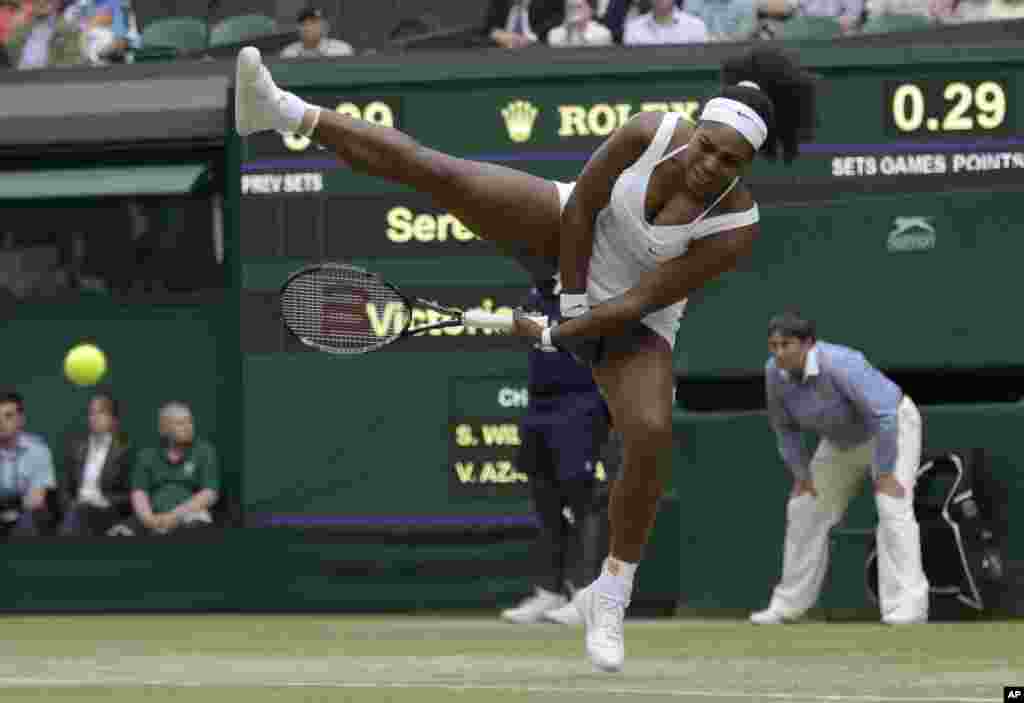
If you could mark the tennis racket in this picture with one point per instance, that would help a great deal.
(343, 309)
...
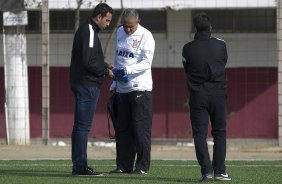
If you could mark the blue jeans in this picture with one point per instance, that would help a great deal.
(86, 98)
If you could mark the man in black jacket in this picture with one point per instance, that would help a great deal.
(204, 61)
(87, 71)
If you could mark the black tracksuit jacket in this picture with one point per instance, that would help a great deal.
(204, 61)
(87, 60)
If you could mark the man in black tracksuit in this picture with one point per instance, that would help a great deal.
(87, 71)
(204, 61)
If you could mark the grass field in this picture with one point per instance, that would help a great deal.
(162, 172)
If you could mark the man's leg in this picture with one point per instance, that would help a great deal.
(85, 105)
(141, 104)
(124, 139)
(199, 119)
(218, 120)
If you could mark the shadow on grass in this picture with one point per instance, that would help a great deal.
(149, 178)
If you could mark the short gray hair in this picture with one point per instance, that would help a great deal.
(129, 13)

Exercise task -> Find each line in the records above that contains the word "jacket", and copy those lines in full. Treat the match as case-sensitive.

Result of this task ->
If you could mark the man in black jacket in this picture with one point per instance, that would help a great deal.
If you could mark the black tracksuit jacket in this picture with one point per instance, that would help a great deal.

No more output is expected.